Grants or Gifts Relating to Women in Higher Education

Here is this week’s news of grants and gifts that may be of particular interest to women in higher education.

Maeve Wallace, a research assistant professor in the School of Public Health and Tropical Medicine at Tulane University in New Orleans, has received two grants totaling $2.4 million from the Eunice Kennedy Shriver National Institute of Child Health & Human Development to study pregnancy-associated mortality and state-level policies that could be contributing to the high rates of maternal mortality in the United States. One study will examine why Black women are three to four times more likely than White women to die during pregnancy or postpartum periods. The second study will look at how state-level policies play a role in maternal and infant mortality. Dr. Wallace is a graduate of the University of Arizona. She holds a master of public health degree and a Ph.D. in reproductive and perinatal epidemiology from Tulane University.

A research team, led by Sabra L. Klein, an associate professor of molecular microbiology and immunology in the Bloomberg School of Public Health at Johns Hopkins University in Baltimore, has received a $8 million grant from the National Institutes of Health to study differences in how men and women respond to flu shots. The grant will establish a new specialized research center at Johns Hopkins, which will conduct three major studies in addition to offering further research and education opportunities for graduate students and junior faculty. The effort has been dubbed SADII, short for Sex and Age Differences in Immunity to Influenza. Dr. Klein is a graduate of Randolph-Macon College in Ashland, Virginia. She holds two master’s degrees from the University of Georgia and a Ph.D. from Johns Hopkins University.
........
TASKS TO COMPLETE:
1 - Rewrite the grants news starting at "A research team, led" and ending at "Johns Hopkins University.", substituting "influenza vaccines" for every instance of "flu shots".
2 - In the grants news, what does the name SADII stand for?

DATA BLOCK:
........
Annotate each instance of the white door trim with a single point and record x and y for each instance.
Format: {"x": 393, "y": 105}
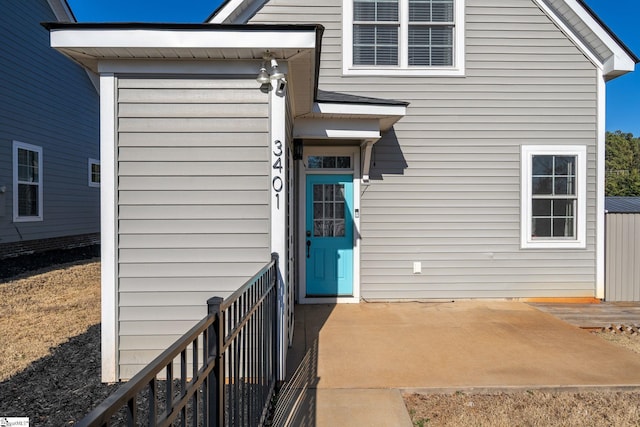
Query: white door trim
{"x": 354, "y": 151}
........
ANSWERS GIVEN:
1 -
A research team, led by Sabra L. Klein, an associate professor of molecular microbiology and immunology in the Bloomberg School of Public Health at Johns Hopkins University in Baltimore, has received a $8 million grant from the National Institutes of Health to study differences in how men and women respond to influenza vaccines. The grant will establish a new specialized research center at Johns Hopkins, which will conduct three major studies in addition to offering further research and education opportunities for graduate students and junior faculty. The effort has been dubbed SADII, short for Sex and Age Differences in Immunity to Influenza. Dr. Klein is a graduate of Randolph-Macon College in Ashland, Virginia. She holds two master’s degrees from the University of Georgia and a Ph.D. from Johns Hopkins University.

2 - SADII stands for Sex and Age Differences in Immunity to Influenza.